### TEXTE SOURCE
################

Il y avait du monde à se bousculer en cette matinée de dimanche 18 septembre à Langrolay-sur-Rance à l’occasion des journées du Patrimoine. Et pour cause : l’équipe de l’INRAP (Institut national de Recherche archéologique préventive) du site présentait alors le travail réalisé depuis le 18 juillet, à savoir la fouille du site qui recèle des vestiges gallo-romains datant du premier siècle de notre ère. C’est donc la présence d’une grande ferme gallo-romaine, à comprendre comme un domaine aristocratique, qui est ici mis à jour et cela grâce aux archéologues.
L’INRAP s’inscrit dans un travail de préservation des données archéologiques d’un site en prévention d’un chantier. Dans le cas du site de Langrolay, c’est la direction régionale des affaires culturelles qui a demandé à l’INRAP en 2014 d’établir un diagnostic du périmètre en vue de la construction d’un lotissement. C’est là que des indices ont révélé l’existence d’un site antique nécessitant plus de renseignements.

################

### Extraits de données
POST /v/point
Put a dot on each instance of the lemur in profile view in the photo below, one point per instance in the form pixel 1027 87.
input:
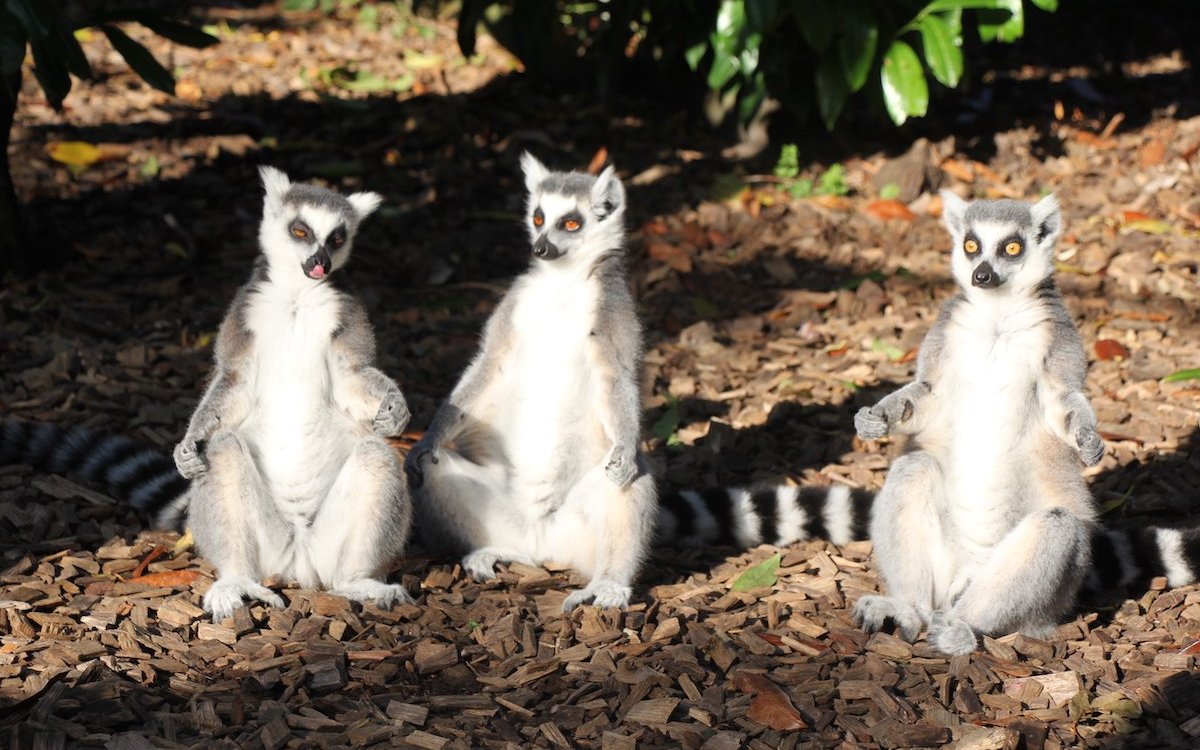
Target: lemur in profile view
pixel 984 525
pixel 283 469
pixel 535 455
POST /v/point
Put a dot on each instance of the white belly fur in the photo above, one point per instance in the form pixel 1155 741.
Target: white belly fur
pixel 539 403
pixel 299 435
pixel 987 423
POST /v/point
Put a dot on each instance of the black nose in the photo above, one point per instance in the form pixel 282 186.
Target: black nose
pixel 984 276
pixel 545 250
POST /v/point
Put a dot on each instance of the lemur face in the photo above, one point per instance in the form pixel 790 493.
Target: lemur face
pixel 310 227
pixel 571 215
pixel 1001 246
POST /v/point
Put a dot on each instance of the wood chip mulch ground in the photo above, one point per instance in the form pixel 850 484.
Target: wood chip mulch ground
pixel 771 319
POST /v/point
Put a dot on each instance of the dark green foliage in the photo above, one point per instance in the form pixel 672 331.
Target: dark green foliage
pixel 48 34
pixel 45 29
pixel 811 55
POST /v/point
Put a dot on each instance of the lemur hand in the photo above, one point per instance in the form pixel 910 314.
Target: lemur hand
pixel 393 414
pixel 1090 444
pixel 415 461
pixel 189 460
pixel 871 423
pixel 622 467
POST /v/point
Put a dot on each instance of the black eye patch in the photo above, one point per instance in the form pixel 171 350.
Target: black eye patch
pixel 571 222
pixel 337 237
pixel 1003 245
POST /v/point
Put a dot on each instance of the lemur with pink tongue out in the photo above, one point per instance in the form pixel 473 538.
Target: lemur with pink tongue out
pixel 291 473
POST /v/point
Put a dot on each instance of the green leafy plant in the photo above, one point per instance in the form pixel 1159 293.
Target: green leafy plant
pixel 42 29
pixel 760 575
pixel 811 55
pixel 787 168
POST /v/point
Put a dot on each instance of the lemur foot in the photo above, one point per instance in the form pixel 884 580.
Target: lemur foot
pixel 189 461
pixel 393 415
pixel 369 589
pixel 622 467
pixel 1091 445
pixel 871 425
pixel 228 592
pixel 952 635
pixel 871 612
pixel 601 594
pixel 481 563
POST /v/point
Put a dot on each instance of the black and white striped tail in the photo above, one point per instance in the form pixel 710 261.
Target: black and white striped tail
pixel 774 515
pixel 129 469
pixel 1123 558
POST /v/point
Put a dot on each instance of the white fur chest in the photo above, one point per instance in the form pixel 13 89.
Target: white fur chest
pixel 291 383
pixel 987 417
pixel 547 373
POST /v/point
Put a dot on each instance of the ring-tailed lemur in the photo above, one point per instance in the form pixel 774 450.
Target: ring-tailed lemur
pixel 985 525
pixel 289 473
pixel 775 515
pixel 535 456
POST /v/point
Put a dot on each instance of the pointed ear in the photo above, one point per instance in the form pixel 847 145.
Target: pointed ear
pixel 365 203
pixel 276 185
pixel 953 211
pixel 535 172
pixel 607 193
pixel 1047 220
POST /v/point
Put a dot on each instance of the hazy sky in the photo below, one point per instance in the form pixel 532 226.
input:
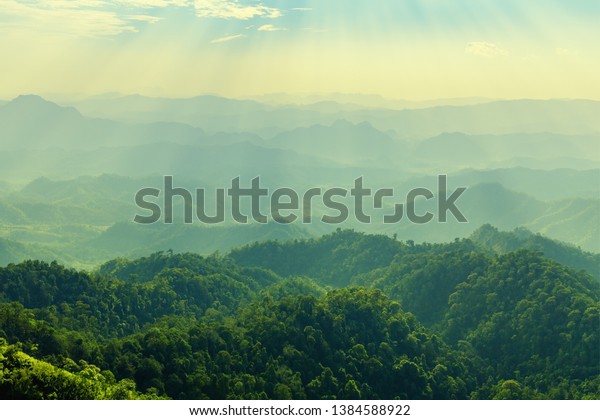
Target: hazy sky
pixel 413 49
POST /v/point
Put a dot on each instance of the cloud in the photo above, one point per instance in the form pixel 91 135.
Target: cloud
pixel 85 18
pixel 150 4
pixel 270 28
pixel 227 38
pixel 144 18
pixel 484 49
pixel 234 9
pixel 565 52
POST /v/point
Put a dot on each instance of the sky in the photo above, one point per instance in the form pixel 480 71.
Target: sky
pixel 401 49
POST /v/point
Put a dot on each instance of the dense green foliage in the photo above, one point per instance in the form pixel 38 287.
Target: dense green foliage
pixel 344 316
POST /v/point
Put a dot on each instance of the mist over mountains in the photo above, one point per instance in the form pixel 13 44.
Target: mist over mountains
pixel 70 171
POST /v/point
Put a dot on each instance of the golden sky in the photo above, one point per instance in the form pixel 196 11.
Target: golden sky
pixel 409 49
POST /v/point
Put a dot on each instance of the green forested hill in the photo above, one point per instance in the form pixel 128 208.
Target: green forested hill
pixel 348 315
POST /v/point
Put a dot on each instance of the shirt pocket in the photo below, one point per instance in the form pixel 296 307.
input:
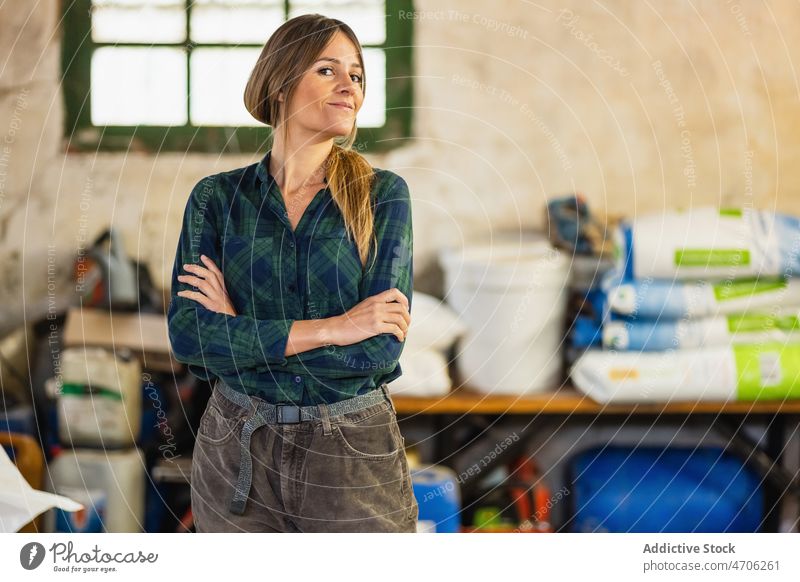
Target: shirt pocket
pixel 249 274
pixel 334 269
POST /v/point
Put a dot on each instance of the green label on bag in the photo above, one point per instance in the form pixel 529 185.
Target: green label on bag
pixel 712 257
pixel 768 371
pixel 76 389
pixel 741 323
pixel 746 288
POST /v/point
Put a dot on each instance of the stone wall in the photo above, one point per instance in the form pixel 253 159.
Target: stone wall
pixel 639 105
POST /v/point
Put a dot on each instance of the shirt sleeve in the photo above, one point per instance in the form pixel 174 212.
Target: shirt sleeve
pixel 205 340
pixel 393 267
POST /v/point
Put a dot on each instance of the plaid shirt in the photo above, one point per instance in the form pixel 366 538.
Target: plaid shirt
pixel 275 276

################

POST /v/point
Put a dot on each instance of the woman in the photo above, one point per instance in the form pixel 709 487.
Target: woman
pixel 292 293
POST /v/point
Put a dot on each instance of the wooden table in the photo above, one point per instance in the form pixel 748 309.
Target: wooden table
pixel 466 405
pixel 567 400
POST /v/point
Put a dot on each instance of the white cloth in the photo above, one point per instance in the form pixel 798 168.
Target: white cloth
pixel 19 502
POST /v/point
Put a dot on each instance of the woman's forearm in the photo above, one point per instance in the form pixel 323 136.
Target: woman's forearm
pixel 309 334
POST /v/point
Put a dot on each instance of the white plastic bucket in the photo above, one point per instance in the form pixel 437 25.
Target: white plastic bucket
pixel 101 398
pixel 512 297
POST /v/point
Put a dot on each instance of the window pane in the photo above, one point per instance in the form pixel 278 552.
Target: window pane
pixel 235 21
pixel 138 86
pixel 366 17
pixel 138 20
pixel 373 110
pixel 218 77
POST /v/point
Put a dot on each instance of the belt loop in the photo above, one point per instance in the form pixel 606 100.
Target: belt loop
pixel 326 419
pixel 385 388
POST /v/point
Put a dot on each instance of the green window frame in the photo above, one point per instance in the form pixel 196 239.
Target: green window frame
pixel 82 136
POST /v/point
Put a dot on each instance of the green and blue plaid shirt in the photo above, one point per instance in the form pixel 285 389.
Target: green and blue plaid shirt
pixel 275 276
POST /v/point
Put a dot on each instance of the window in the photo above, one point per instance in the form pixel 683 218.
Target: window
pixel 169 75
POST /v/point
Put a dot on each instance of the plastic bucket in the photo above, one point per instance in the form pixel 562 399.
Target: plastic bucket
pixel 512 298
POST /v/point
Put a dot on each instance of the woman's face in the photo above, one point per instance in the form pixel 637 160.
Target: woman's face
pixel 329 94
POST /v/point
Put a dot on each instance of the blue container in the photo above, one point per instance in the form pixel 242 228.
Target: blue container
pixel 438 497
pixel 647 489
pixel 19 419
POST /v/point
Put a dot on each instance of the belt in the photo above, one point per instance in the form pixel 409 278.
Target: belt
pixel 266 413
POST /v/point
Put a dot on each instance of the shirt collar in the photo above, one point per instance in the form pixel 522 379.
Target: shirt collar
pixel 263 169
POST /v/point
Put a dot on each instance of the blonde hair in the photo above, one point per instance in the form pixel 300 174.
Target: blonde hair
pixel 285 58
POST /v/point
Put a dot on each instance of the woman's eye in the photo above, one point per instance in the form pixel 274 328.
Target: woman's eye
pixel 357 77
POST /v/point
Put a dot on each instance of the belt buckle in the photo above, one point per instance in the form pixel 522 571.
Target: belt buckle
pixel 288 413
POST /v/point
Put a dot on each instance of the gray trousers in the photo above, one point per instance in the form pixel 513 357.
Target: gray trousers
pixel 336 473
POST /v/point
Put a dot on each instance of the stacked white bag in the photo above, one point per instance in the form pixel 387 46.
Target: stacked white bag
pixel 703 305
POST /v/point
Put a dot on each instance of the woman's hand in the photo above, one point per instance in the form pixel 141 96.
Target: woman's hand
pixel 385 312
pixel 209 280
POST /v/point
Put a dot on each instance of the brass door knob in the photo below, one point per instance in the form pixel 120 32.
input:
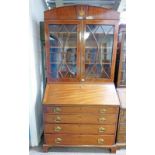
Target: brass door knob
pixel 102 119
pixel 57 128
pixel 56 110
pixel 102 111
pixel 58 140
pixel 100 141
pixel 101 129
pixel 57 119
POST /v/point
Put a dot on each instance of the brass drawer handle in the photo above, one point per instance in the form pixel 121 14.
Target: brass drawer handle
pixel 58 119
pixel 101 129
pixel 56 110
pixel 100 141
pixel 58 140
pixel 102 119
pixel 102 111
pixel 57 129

################

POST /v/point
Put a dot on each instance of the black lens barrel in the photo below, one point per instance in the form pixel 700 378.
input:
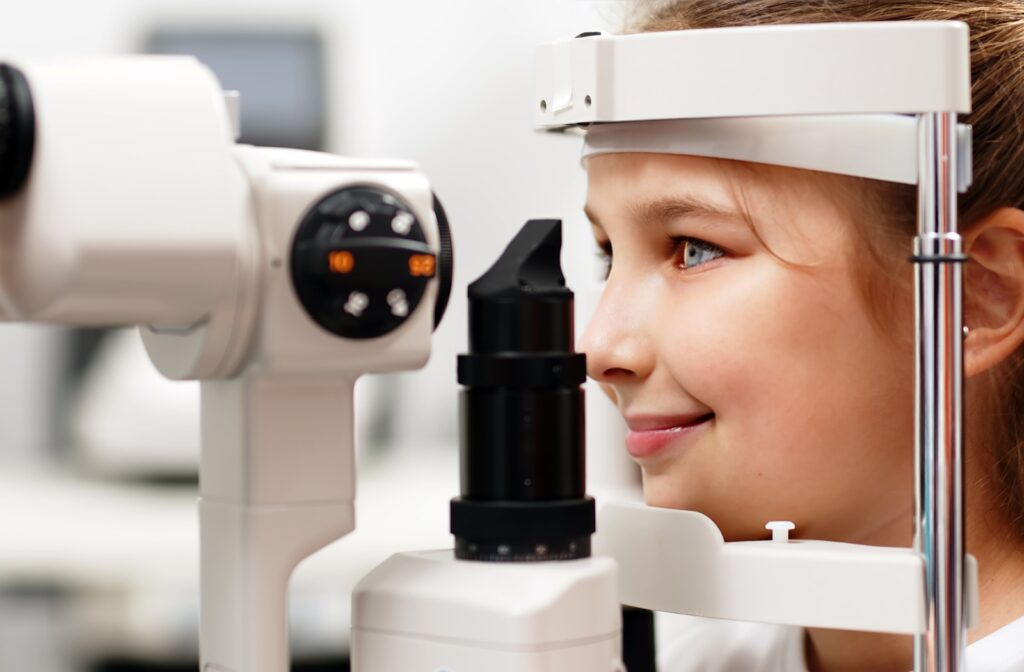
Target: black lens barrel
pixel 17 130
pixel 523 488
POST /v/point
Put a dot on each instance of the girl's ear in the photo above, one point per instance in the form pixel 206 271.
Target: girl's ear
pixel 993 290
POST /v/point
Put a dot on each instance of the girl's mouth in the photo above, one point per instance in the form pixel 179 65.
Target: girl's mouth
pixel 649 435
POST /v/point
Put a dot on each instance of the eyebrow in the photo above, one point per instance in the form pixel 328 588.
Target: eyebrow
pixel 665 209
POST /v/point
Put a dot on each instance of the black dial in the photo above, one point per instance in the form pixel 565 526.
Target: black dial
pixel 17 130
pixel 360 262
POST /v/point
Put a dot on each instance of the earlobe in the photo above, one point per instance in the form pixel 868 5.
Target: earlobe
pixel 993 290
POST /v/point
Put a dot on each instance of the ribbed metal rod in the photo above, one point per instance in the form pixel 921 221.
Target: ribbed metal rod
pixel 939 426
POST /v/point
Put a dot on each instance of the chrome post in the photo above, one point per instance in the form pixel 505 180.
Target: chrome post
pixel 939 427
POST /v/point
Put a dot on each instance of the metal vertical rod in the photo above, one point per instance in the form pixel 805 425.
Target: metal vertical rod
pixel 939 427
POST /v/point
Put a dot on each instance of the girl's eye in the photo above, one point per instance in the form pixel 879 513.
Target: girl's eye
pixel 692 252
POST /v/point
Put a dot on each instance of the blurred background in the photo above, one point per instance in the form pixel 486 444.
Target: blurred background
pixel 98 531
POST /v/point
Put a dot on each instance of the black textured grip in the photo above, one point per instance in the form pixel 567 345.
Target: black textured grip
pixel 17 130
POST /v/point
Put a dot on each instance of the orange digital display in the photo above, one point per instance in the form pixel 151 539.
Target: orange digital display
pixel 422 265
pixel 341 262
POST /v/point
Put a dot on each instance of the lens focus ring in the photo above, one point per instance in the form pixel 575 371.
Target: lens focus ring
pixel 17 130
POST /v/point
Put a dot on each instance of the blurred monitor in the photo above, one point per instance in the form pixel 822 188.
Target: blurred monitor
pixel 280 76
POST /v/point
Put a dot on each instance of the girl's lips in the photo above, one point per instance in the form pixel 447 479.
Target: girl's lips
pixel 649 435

################

### ÉNONCÉ DE L'EXERCICE
Poursuivez le texte sur la fouille gallo-romaine de Langrolay-sur-Rance à partir de sa dernière phrase.

### CORRIGÉ
C’est alors que l’INRAP a commencé les fouilles sur un périmètre de 2000 m2 révélant alors des fondations portant sur 1500 m2. Une découverte archéologique qui s’inscrit dans une certaine logique du fait de la présence avérée de populations gallo-romaine dans la zone comme en témoigne la cité de Corseul à moins de 20 km de là.
Pour faire ressurgir ce passé, plusieurs étapes ont été scrupuleusement respectées. Pour ce faire, il faut tout d’abord procéder à un décapage, c’est-à-dire qu’on enlève environ un mètre de terre non exploitable archéologiquement, car labourée par l’homme, afin d’arriver sur un sol rocheux. Ensuite, vient pour l’archéologue la mission de repérer toute trace d’éventuelles anciennes bâtisses.
Le bois étant un matériau fréquemment utilisé pour ces raisons, on peut remarquer des traces plus sombres sur le sol. De là, une levée topographique est effectuée puis et une analyse des composants. Le souci est l’imprécision des indices. Le rôle de l‘archéologue sera alors d’interpréter au mieux ces indices avec le concours de spécialistes. Les études sur les céramiques ou les divers pollens prélevés servent à dater, à préciser le lieu et aussi à comprendre la composition de la flore à cette époque.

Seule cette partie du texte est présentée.